_Exercise:_ Pick out each line of the listing below that contains the word "instance".

_Data shown:_
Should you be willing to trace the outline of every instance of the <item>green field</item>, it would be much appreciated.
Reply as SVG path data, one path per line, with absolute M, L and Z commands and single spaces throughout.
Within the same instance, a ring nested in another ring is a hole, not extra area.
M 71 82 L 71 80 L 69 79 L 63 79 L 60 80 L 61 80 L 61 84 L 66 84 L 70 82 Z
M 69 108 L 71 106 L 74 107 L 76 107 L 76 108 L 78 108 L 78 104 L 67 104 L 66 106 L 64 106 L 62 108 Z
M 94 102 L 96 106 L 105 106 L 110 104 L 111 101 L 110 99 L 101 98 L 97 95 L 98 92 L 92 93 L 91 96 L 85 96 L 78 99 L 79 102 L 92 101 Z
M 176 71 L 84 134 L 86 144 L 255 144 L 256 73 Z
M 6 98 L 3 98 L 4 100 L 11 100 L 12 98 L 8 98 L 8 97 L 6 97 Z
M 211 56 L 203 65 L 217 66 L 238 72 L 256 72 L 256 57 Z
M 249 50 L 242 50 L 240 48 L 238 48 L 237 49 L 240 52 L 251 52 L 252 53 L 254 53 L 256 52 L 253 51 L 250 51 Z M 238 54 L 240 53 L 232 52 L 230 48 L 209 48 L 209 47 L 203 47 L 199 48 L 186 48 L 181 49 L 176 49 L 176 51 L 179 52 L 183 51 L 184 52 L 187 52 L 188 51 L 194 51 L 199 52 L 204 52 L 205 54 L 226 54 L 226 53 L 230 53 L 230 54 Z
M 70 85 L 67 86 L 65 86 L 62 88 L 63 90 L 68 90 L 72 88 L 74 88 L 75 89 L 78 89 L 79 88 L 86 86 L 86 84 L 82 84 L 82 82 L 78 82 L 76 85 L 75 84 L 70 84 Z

_Response below:_
Should you be willing to trace the outline of every instance of the <item>green field</item>, it would be much appreciated.
Within the same instance, a ring nested in another ring is a hole, not extra area.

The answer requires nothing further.